● **The task**
Once the data has been read, return all of it precisely as written.
--- Provided records Enclosed Below ---
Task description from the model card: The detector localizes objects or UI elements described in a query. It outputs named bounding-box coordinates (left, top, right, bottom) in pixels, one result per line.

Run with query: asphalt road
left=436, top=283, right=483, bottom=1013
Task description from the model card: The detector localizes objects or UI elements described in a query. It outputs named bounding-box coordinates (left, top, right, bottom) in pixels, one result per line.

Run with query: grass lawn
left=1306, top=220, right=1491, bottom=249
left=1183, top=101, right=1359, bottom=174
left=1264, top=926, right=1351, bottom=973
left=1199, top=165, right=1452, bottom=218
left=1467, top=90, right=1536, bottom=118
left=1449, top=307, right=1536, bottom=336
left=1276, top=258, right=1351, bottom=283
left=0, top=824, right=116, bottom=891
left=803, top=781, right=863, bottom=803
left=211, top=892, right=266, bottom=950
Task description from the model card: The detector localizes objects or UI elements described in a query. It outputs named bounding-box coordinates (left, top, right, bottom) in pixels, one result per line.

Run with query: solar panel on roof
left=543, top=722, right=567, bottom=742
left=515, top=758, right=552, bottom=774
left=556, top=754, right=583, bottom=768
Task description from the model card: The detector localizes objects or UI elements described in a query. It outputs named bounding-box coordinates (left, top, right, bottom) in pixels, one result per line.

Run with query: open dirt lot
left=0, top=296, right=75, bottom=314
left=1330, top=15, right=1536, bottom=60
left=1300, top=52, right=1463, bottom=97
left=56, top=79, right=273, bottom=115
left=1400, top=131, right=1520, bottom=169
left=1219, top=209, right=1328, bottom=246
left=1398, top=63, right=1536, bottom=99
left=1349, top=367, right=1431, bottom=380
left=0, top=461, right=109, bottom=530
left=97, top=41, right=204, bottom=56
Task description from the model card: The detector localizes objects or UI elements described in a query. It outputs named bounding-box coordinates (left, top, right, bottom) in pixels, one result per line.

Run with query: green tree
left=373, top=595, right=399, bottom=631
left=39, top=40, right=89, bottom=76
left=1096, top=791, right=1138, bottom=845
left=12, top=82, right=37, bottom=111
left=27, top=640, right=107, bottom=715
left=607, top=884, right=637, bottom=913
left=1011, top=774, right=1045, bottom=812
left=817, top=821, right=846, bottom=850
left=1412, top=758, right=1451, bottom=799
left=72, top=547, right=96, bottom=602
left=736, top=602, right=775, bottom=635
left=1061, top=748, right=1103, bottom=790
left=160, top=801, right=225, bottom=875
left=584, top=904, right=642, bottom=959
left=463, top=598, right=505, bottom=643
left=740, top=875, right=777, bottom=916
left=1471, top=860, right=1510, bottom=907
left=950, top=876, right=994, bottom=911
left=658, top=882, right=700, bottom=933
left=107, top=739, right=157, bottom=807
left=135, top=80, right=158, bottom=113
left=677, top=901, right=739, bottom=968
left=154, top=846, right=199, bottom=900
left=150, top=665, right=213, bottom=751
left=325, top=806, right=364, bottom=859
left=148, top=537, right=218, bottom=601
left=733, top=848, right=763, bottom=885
--- End of Enclosed Provided records ---
● **Task result**
Task description from the model card: The detector localizes objects or UI elements described in a query. It outputs named bounding-box coordinates (left, top, right, bottom) in pixels, one result per line.

Run with query: asphalt road
left=436, top=283, right=483, bottom=1013
Task description from the model card: The detector localizes objects or UI elements described in a query. It outputs named bounding-box coordinates (left, top, right, bottom) in pixels, one result per line.

Run with query: grass lawn
left=1306, top=220, right=1491, bottom=249
left=1183, top=101, right=1359, bottom=174
left=1264, top=926, right=1351, bottom=973
left=1199, top=165, right=1452, bottom=218
left=1467, top=90, right=1536, bottom=118
left=1449, top=307, right=1536, bottom=336
left=1276, top=258, right=1351, bottom=283
left=0, top=824, right=116, bottom=891
left=803, top=781, right=863, bottom=803
left=211, top=892, right=266, bottom=950
Task description from the model card: The detector localizes objects or UI elements described in a query. It outputs named bounding-box coordinates (left, top, right, bottom) in pixels, one result per line.

Run with query: solar panel on roof
left=543, top=722, right=567, bottom=742
left=515, top=758, right=552, bottom=774
left=556, top=754, right=583, bottom=768
Task description from the model card: The detector localizes objects or UI elements described in a query. It outputs named bounding-box coordinates (left, top, right, bottom) in pixels, one result per line.

Run with query: open dirt lot
left=0, top=296, right=75, bottom=314
left=1330, top=15, right=1536, bottom=60
left=1300, top=52, right=1463, bottom=97
left=56, top=79, right=273, bottom=115
left=1400, top=131, right=1520, bottom=169
left=1219, top=209, right=1328, bottom=246
left=1398, top=63, right=1536, bottom=99
left=1349, top=367, right=1431, bottom=380
left=0, top=461, right=109, bottom=530
left=97, top=41, right=204, bottom=56
Task description from the model card: The detector localizes objects or UI elements described in a query. It outputs named bounding-box coordinates (left, top, right, bottom) in pixels, one result per line.

Run with query: green tree
left=373, top=595, right=399, bottom=631
left=39, top=40, right=89, bottom=76
left=1096, top=791, right=1138, bottom=845
left=12, top=82, right=37, bottom=111
left=27, top=640, right=107, bottom=715
left=607, top=884, right=637, bottom=913
left=1011, top=774, right=1045, bottom=812
left=817, top=821, right=846, bottom=850
left=1412, top=758, right=1451, bottom=799
left=72, top=547, right=96, bottom=602
left=736, top=602, right=775, bottom=635
left=1061, top=748, right=1103, bottom=790
left=160, top=801, right=225, bottom=875
left=584, top=904, right=642, bottom=959
left=463, top=598, right=505, bottom=643
left=740, top=875, right=777, bottom=916
left=1471, top=860, right=1510, bottom=907
left=950, top=876, right=994, bottom=911
left=658, top=882, right=700, bottom=933
left=107, top=739, right=157, bottom=807
left=135, top=80, right=158, bottom=113
left=677, top=901, right=739, bottom=968
left=154, top=846, right=199, bottom=900
left=150, top=665, right=213, bottom=751
left=325, top=806, right=364, bottom=859
left=148, top=537, right=218, bottom=601
left=733, top=848, right=763, bottom=885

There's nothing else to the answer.